_SHORT TASK_
Put the lines of the material from the one containing "Task: spot one point per instance of the white suv." through the one containing "(1178, 567)", inclusive, into a numbered list, leaving out any blank lines.

_DATA EXTRACT_
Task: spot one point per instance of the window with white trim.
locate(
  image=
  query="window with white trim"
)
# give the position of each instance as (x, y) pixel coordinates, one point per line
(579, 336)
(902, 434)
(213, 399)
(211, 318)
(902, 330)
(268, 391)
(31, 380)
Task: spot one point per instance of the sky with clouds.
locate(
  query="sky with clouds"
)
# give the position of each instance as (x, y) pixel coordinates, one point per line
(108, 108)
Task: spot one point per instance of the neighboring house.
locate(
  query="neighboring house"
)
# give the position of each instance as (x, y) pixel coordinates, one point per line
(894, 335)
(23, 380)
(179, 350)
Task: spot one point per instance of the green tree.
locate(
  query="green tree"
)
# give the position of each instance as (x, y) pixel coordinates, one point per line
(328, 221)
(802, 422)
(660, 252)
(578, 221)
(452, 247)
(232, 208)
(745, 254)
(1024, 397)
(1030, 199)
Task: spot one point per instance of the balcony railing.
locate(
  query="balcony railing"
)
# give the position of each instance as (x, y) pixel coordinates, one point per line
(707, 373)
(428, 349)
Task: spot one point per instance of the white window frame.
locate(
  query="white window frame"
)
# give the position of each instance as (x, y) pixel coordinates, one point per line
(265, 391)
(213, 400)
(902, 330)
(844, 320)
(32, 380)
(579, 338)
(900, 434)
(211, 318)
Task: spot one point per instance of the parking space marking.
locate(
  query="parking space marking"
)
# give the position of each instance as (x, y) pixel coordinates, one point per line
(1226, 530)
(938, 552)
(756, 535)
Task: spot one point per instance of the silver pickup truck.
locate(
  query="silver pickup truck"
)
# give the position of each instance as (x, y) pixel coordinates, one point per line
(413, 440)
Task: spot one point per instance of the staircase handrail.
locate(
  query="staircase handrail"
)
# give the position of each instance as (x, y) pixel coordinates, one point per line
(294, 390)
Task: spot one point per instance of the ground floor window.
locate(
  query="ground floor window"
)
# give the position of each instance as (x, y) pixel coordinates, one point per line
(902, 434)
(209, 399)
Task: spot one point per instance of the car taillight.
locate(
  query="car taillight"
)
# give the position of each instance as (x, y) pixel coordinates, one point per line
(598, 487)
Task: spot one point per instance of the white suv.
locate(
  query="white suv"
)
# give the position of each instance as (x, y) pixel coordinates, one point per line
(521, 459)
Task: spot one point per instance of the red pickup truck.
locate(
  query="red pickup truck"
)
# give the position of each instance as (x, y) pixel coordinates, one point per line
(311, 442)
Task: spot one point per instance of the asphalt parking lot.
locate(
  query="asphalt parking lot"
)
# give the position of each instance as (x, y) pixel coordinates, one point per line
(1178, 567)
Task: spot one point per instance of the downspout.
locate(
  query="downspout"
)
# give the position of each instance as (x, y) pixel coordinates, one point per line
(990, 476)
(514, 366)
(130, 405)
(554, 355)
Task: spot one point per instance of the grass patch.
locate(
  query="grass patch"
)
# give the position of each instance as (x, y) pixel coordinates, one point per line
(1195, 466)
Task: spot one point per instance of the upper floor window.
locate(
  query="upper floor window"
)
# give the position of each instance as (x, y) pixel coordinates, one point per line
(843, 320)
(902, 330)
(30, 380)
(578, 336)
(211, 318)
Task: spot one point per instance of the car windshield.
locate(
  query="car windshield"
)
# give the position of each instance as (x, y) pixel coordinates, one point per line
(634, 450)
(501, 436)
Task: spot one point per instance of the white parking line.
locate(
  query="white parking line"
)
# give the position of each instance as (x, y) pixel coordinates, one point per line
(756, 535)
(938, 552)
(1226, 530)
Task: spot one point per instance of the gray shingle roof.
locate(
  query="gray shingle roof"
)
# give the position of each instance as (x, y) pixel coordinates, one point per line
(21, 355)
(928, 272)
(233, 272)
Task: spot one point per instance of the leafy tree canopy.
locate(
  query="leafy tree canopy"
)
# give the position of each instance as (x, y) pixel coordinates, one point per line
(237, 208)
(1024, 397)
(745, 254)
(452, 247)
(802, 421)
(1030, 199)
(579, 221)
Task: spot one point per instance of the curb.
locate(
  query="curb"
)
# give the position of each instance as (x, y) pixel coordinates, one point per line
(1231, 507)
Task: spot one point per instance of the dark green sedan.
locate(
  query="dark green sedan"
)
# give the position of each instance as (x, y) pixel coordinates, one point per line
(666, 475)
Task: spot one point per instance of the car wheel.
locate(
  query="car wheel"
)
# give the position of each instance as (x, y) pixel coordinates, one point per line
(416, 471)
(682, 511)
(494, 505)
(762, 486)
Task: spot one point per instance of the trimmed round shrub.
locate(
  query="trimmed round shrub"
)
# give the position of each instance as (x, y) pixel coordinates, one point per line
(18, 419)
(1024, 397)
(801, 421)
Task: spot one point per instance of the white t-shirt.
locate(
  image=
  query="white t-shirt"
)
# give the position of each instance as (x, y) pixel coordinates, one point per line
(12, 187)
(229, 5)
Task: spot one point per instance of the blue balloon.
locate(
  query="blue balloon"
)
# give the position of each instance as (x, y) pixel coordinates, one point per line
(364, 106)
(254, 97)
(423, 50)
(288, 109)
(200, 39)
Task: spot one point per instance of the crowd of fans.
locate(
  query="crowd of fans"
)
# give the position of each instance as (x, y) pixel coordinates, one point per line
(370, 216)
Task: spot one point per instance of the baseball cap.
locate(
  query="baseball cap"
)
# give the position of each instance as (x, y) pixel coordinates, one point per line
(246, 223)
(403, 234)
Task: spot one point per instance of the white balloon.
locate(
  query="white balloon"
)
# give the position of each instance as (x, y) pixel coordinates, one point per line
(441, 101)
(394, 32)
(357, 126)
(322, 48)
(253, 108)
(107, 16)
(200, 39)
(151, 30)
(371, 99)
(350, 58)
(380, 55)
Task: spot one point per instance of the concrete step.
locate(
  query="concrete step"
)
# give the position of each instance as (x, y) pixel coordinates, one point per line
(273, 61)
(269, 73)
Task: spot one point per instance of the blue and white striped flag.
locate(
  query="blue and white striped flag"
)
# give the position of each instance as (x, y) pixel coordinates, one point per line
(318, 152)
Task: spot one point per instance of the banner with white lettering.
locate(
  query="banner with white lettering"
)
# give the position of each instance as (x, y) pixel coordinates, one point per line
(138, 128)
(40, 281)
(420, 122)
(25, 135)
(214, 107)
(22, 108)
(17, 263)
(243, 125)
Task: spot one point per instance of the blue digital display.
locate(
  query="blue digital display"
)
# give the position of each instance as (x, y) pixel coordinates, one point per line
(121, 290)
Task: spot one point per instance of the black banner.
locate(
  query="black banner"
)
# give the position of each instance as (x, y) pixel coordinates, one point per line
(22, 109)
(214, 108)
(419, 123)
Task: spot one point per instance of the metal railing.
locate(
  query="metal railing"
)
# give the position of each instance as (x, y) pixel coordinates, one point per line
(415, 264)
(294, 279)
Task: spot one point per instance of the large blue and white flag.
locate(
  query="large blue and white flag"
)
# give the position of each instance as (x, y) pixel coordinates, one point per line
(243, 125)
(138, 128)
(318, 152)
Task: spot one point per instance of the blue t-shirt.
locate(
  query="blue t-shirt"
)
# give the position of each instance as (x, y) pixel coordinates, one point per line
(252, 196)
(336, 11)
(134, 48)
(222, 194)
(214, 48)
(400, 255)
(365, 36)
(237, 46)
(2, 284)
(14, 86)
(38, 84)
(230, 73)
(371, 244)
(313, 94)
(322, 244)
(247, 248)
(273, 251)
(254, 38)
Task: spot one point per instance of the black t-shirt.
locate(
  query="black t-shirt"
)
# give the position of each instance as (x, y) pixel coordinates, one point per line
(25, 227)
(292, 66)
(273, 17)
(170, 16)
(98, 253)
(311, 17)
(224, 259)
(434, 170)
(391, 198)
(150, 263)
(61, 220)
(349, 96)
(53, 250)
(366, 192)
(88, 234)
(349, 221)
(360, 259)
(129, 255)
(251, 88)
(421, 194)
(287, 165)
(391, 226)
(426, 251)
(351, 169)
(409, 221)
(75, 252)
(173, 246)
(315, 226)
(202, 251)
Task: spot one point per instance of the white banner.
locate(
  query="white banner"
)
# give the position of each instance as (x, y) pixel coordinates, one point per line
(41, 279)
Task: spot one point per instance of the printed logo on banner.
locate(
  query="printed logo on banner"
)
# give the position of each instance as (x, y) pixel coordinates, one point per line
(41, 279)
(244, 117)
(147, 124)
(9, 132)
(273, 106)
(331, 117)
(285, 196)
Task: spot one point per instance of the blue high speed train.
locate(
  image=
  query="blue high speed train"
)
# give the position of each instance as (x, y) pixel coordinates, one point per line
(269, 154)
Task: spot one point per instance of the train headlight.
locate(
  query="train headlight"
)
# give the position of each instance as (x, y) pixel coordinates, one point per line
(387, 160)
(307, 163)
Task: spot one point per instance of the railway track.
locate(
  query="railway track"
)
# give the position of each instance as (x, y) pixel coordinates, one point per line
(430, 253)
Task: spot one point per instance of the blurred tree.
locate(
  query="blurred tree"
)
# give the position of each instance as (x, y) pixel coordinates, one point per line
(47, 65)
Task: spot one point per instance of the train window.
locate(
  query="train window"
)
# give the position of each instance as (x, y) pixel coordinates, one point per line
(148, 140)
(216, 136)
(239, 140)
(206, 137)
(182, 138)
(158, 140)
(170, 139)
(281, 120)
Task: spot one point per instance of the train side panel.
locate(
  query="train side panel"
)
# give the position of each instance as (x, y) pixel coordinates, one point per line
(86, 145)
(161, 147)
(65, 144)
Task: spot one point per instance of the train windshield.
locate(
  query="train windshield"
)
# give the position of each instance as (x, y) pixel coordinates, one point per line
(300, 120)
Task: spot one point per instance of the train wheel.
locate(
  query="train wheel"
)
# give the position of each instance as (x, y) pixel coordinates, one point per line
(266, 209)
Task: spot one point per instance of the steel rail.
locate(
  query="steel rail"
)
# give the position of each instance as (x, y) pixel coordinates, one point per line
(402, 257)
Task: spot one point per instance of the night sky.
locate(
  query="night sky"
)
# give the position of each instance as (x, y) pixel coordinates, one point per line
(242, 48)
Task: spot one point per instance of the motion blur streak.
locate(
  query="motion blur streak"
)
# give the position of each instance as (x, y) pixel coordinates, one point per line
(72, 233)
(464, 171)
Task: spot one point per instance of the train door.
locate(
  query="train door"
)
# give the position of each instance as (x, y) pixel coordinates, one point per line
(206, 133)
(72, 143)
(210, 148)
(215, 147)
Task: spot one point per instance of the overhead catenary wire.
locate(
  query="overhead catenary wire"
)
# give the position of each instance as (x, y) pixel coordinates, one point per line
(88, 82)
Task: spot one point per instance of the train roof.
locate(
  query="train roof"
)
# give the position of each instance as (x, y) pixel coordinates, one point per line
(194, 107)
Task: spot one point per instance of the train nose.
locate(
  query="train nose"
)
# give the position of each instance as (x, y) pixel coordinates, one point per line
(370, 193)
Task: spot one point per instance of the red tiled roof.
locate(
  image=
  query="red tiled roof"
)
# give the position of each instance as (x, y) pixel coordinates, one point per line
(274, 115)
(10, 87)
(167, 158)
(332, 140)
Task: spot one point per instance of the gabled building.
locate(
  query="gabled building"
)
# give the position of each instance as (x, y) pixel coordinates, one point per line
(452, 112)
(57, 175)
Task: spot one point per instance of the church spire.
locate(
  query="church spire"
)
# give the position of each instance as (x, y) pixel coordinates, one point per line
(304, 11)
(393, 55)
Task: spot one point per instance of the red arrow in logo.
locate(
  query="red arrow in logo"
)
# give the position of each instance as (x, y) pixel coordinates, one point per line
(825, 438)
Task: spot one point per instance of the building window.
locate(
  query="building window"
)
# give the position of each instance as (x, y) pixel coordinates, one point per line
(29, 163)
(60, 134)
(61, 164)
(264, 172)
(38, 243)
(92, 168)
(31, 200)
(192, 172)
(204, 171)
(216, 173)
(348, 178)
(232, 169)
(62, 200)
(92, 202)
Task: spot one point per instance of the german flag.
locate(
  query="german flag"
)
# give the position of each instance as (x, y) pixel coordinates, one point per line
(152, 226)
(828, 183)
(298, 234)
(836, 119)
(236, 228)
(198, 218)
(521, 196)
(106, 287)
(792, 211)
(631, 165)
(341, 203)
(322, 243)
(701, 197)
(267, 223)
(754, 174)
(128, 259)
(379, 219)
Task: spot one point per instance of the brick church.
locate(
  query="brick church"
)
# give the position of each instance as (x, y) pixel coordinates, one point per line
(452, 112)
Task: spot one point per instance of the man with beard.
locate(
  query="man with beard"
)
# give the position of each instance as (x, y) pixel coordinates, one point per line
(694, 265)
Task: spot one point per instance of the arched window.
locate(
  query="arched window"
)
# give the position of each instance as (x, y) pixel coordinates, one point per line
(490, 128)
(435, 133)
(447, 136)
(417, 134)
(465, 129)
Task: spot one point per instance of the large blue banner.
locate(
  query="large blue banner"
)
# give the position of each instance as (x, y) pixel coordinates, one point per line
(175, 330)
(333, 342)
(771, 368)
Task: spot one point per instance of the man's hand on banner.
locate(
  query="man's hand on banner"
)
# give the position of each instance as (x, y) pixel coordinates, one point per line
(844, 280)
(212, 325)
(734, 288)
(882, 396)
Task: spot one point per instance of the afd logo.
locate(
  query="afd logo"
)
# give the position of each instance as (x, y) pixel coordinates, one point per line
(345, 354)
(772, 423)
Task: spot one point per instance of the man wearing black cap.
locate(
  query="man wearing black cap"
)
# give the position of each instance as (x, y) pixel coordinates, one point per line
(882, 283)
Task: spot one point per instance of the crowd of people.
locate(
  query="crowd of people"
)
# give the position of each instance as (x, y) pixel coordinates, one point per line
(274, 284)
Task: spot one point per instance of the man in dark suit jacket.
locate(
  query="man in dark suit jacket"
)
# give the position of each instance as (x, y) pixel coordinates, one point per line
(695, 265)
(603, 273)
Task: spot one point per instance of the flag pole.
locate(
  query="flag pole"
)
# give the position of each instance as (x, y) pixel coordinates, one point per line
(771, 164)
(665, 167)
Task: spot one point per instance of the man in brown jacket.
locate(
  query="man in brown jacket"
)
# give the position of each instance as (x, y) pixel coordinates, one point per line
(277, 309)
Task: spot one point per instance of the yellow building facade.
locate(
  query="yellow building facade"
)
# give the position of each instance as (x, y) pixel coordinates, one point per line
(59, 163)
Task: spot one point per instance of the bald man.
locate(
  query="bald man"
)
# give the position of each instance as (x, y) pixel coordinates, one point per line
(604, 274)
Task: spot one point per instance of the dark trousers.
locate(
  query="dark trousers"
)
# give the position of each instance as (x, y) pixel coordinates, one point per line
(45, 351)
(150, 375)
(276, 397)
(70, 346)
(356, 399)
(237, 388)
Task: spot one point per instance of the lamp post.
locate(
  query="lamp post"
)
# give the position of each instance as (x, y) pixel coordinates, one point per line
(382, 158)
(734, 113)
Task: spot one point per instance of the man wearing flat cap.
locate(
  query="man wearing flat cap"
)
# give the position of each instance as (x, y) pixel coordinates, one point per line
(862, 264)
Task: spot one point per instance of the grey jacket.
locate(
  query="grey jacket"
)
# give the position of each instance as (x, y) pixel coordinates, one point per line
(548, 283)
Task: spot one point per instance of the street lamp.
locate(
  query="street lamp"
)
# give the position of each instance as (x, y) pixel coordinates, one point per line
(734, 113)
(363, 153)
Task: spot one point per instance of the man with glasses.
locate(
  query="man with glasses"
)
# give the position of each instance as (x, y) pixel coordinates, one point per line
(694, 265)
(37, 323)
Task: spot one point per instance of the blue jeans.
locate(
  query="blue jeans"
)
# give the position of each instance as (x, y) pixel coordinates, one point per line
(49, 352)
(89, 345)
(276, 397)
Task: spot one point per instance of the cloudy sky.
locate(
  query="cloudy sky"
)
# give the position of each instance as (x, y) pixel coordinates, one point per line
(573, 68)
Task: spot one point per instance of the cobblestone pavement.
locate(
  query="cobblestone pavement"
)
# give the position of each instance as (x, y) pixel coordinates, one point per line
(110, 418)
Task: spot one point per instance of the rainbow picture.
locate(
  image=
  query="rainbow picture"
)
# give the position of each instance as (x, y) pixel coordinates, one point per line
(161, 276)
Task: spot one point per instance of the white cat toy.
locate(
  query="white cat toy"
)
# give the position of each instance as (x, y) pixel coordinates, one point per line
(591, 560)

_EXERCISE RESULT_
1. Task: spot one point per instance of the white suv.
2. locate(
3.   query="white suv"
4. )
5. # give the position of each instance as (x, y) pixel coordinates, one point per line
6. (521, 459)
7. Task: spot one point per instance of the red pickup truck.
8. locate(
9.   query="red pickup truck"
10. )
11. # give the position of each instance as (x, y) pixel coordinates, one point per line
12. (311, 442)
13. Task: spot one point per instance of the asphalt parking lot.
14. locate(
15.   query="asphalt parking lot"
16. )
17. # give the position of each instance as (x, y) pixel coordinates, one point per line
18. (1178, 567)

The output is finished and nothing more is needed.